::: Excerto do documento

Reinaldo Proença frisa que não há espaço para radicalismos, quando se pensa na comunicação terapêutica orientada para os MF. Tal significa que quem emprega o médico (e regulamenta a sua actividade) terá de mostrar suficiente flexibilidade e abertura de espírito para não proibir vias de comunicação: “é um erro desvalorizar fontes de informação, porque os médicos fazem uso de todas elas, mediante os diferentes objectivos que perseguem. Fontes humanas, escritas, on-line, comerciais ou científicas, todas têm o seu papel a desempenhar”.
Há que impor prescrição racional, mas sem fantasmas
Para o professor da ISCTE – Business School Reinaldo Proença, o médico é um técnico altamente competente e credível, “que não gosta que lhe imponham determinada actuação, no momento de prescrever”. O professor do ISCTE considera que em Portugal “se tem abordado a problemática da prescrição – e alguns escândalos a ela associados – de uma maneira pobre e populista”. Assim, para este académico as autoridades terão forçosamente de entender o que é relatado por estudos como o de Inês Lopes, se quiserem promover, por exemplo, uma maior prescrição de genéricos: “há uma absoluta urgência em libertar os médicos para reflexões inter-pares de índole terapêutica, dentro de cada CS. De outro modo, não se chegará ao ponto em que os médicos compreenderão realmente as vantagens de aumentar a prescrição de genéricos”.

::::::
::: Os dados

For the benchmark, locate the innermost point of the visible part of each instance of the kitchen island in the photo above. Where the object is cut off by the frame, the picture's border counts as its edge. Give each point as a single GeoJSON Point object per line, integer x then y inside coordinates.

::::::

◆ **Enunciado 1**
Verifique se as afirmações seguintes estão de acordo com o excerto sobre a prescrição médica. Responda sim ou não a cada uma e cite textualmente as palavras do excerto que o comprovam: (a) Reinaldo Proença entende que é errado desvalorizar fontes de informação; (b) segundo o professor, a problemática da prescrição tem sido abordada em Portugal de forma rigorosa; (c) o professor defende que os médicos sejam libertados para reflexões inter-pares dentro de cada CS.
◆ **Enunciado 2**
Prolongue o excerto sobre a prescrição médica, dando-lhe continuidade a partir da última frase.

◆ **Resposta 1**
(a) Sim: "é um erro desvalorizar fontes de informação, porque os médicos fazem uso de todas elas".
(b) Não: "se tem abordado a problemática da prescrição – e alguns escândalos a ela associados – de uma maneira pobre e populista".
(c) Sim: "há uma absoluta urgência em libertar os médicos para reflexões inter-pares de índole terapêutica, dentro de cada CS".

◆ **Resposta 2**
Assim e perante as actuais condições que envolvem a Medicina Familiar (entre as quais se destaca o isolamento profissional que reina, ainda, em algumas regiões), haverá sempre por parte do MF “uma resistência à imposição que vem de fora, mesmo que o médico concorde clinicamente com a prescrição sugerida”, sugere Reinaldo Proença. Resulta, assim, que a classe médica deveria, por exemplo, ter sido “aliciada” para a prescrição de genéricos de uma forma mais “positiva e pedagógica”, na visão de Reinaldo Proença.
Relativamente à política do medicamento adoptada em Portugal e às reticências que o Ministério da Saúde revela, a diversos níveis, no que respeita ao relacionamento entre médicos e indústria farmacêutica, a investigadora Inês Lopes assegura existirem fantasmas sem sentido: “a indústria é altamente regulada e cada empresa abraça, à risca, um conjunto de comportamentos éticos. Hoje em dia, nenhuma das grandes companhias farmacêuticas se dá ao desrespeito de ter atitudes menos dignas. As notícias menos abonatórias que vão surgindo devem ser entendidas enquanto excepção, não enquanto prática comum”.
Como nota de rodapé, Reinaldo Proença destaca a responsabilidade que determinados agentes devem ter num país em que as temáticas de saúde, particularmente no contexto da prescrição médica, são muitas vezes discutidas de maneira superficial, ou mesmo leviana: “quem não conhece o sector – e este alerta vale sobretudo para os políticos – devia evitar opinar sobre realidades que lhe passam ao lado. Caso contrário, os seus comentários darão azo a grande confusão entre os doentes”.